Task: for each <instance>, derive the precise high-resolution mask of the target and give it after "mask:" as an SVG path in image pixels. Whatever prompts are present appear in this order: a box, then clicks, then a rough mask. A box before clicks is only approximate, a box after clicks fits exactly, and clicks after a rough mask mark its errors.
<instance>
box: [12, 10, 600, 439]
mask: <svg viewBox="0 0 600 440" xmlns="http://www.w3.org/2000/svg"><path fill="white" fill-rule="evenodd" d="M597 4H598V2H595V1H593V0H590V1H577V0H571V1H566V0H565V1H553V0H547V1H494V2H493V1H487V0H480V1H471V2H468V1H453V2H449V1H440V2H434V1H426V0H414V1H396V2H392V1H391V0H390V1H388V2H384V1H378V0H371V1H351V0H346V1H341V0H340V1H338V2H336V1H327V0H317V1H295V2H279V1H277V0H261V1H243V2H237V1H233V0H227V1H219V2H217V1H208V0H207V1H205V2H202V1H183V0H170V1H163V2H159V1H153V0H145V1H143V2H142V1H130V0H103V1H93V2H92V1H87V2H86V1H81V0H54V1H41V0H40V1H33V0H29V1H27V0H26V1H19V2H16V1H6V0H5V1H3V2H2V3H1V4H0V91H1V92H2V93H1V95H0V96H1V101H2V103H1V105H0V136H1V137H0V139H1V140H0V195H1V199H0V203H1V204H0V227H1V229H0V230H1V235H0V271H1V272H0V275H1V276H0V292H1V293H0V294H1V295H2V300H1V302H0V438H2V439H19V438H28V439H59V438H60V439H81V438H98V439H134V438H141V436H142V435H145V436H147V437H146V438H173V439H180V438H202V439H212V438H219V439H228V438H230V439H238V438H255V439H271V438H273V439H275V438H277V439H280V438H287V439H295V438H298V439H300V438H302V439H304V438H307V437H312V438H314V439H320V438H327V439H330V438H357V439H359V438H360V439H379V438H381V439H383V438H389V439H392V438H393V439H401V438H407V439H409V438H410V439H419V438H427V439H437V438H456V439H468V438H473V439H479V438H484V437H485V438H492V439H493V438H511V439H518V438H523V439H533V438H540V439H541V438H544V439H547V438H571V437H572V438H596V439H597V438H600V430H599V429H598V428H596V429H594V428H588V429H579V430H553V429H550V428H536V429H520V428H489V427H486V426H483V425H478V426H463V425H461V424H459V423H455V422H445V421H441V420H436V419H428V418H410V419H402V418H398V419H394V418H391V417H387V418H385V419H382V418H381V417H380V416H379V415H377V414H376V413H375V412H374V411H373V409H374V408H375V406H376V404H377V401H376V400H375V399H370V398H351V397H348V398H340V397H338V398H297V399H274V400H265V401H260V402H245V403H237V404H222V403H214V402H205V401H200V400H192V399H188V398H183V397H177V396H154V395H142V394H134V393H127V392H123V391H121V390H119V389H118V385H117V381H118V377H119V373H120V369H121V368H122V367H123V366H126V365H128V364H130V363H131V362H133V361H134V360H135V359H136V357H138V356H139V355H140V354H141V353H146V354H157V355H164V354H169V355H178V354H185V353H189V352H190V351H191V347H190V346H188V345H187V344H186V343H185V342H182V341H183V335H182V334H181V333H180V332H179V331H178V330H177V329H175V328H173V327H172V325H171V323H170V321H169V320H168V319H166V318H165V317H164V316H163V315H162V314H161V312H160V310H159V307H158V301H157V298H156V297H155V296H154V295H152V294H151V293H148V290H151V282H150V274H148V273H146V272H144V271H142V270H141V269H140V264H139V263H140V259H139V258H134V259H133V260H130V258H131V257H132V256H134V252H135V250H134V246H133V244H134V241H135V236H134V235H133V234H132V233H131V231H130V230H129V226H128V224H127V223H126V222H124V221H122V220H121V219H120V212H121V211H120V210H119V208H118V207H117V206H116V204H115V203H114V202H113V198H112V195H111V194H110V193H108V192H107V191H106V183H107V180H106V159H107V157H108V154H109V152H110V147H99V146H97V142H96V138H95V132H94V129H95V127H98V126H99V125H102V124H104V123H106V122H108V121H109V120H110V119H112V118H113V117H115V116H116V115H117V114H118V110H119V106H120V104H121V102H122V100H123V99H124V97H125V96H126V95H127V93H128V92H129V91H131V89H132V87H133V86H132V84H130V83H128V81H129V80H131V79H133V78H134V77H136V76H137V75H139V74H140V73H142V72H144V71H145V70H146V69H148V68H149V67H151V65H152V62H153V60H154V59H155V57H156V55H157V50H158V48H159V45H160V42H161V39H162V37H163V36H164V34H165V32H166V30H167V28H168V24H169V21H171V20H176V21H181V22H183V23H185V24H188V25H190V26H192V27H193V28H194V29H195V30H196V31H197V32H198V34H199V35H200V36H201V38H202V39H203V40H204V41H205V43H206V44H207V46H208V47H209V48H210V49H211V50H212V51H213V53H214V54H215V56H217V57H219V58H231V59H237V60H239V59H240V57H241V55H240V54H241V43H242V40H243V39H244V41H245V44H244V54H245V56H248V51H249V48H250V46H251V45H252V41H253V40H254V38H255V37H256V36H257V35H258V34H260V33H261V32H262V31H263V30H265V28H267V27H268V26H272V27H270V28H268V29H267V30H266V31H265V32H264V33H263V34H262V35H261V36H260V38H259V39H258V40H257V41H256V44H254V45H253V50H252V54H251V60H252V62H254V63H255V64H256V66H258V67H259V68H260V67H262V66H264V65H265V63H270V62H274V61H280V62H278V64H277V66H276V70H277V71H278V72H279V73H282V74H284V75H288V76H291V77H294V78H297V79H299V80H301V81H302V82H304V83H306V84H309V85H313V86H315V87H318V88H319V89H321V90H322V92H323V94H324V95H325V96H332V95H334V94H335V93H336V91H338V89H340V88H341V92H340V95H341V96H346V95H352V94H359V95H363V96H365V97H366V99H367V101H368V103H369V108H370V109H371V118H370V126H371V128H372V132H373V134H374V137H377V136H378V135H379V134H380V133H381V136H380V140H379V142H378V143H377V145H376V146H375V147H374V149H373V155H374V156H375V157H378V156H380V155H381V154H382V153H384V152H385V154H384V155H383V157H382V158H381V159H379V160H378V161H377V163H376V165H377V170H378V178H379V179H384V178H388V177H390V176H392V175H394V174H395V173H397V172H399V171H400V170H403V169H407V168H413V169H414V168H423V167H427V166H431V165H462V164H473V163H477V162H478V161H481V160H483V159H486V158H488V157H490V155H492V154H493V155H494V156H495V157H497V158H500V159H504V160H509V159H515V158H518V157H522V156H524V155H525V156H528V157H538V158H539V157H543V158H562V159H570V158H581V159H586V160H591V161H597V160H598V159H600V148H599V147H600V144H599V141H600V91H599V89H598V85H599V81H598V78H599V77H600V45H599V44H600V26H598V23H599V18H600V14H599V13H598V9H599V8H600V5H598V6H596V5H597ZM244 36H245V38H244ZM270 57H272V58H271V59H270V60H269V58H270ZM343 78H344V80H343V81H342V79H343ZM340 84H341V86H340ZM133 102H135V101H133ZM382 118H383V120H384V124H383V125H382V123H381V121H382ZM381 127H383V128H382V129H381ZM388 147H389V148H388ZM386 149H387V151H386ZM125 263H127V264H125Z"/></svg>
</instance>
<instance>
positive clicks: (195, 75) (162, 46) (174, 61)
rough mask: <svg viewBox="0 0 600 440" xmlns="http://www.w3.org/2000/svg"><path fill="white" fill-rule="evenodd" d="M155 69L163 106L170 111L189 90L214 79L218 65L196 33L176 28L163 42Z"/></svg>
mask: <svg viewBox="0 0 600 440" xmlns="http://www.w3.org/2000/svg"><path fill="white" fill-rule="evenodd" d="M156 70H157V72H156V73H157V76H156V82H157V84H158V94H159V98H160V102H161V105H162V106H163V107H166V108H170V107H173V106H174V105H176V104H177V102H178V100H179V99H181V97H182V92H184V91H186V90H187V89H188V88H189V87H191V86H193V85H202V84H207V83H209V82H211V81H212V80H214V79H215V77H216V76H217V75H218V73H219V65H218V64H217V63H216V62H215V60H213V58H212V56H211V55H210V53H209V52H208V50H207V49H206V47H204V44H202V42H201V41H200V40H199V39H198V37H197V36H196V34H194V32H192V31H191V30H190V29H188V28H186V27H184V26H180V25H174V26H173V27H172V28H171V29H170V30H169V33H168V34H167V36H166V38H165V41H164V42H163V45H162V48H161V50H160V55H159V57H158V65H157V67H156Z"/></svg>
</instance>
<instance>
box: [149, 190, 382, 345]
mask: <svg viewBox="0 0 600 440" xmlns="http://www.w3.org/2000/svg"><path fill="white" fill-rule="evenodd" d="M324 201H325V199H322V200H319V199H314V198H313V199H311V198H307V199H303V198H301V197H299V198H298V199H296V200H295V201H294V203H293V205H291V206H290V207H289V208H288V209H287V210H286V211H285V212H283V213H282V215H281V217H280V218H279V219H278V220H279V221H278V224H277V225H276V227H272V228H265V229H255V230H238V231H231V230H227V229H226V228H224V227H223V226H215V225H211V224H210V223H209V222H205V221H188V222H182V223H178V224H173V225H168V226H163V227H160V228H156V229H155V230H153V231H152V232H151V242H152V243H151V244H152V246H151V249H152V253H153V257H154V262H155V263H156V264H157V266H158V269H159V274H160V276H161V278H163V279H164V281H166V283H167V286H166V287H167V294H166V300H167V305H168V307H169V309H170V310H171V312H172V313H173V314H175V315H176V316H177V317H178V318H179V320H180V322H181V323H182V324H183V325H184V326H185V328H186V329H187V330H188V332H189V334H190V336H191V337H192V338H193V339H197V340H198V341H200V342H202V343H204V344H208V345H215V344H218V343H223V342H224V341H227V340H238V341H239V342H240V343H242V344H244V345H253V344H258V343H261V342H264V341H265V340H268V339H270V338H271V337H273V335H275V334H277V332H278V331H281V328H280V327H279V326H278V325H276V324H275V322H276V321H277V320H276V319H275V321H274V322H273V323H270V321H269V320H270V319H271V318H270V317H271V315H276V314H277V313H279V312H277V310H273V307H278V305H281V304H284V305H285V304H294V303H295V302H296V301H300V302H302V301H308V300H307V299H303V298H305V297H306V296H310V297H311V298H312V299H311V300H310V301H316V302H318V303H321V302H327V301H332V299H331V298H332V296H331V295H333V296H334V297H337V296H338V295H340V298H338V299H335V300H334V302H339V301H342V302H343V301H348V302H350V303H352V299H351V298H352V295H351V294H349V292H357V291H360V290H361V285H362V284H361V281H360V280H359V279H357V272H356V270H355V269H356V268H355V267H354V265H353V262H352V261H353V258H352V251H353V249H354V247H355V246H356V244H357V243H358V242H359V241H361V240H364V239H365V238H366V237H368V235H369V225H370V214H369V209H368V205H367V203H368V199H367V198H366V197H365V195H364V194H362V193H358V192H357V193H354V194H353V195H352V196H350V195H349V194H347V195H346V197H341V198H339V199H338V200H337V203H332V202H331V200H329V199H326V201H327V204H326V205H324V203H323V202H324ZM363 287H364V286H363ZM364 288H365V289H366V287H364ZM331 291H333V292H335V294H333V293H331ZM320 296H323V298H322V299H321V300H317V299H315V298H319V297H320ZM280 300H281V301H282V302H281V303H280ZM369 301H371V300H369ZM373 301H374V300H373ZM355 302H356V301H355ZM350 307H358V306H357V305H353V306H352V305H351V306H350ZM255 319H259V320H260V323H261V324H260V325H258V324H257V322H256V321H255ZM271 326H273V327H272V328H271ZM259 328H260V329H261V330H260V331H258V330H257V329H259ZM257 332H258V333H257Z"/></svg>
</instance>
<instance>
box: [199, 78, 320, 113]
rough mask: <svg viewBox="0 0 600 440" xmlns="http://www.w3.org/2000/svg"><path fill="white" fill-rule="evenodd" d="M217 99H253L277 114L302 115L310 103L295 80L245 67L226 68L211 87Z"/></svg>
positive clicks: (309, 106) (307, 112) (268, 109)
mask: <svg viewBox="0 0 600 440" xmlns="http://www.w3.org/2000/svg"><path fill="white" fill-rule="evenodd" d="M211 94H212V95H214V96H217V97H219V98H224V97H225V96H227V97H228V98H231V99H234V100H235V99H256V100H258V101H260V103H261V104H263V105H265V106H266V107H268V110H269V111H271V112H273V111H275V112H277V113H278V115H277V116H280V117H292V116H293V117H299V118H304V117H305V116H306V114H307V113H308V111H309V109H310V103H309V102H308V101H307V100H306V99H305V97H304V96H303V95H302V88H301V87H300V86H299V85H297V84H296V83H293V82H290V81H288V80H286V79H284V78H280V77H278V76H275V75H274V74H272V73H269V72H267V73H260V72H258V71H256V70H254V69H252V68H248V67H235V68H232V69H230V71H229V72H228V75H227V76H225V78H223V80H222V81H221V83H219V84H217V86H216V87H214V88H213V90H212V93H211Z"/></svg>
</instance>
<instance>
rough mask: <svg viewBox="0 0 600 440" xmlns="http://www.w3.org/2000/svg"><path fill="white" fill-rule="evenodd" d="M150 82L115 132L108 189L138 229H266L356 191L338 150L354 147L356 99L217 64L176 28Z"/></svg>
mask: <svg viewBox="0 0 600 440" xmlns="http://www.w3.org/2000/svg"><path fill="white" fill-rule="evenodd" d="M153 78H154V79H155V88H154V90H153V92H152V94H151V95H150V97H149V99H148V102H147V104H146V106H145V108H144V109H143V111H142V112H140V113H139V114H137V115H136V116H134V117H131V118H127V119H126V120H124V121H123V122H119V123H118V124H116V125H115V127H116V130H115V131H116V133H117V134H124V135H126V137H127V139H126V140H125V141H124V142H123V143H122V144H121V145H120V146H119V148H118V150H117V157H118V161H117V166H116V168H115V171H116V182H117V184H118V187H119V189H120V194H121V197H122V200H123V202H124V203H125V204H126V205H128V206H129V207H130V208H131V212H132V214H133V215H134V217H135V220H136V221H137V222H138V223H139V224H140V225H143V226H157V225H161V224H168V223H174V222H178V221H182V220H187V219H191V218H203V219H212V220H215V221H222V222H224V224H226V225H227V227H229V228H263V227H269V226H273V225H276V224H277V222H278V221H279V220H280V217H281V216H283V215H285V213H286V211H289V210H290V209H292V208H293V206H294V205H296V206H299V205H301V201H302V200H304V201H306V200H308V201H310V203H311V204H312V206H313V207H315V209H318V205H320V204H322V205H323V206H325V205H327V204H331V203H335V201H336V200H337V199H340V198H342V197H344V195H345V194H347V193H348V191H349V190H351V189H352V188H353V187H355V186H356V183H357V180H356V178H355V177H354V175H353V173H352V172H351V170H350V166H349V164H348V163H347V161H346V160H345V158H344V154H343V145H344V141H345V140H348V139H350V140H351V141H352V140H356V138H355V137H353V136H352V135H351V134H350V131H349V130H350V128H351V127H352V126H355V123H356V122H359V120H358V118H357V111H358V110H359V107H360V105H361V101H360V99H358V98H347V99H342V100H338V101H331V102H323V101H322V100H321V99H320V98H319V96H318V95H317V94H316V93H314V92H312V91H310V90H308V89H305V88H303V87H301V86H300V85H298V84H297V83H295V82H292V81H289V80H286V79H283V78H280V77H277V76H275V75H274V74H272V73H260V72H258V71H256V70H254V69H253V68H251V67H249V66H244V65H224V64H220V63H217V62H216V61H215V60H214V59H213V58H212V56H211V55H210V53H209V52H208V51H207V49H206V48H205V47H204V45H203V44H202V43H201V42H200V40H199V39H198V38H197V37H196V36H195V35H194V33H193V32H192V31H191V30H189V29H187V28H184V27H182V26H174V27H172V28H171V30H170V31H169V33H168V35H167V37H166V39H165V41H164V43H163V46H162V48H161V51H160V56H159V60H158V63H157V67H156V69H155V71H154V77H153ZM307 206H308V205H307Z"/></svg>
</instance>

WHAT THE TASK ASKS => Recast the listing from its first line through the line containing "box: [12, 10, 600, 439]", both included, as a Markdown table with the columns Row and Line. Number each row and leave out any blank lines.

ANSWER BOX =>
| Row | Line |
|---|---|
| 1 | Task: for each <instance>, derive the precise high-resolution mask of the target and give it after "mask:" as an SVG path in image pixels. Whatever prompts are present appear in this order: a box, then clicks, then a rough mask. A box before clicks is only approximate, a box after clicks fits exactly, and clicks after a rough mask mark its errors. |
| 2 | <instance> |
| 3 | box: [12, 10, 600, 439] |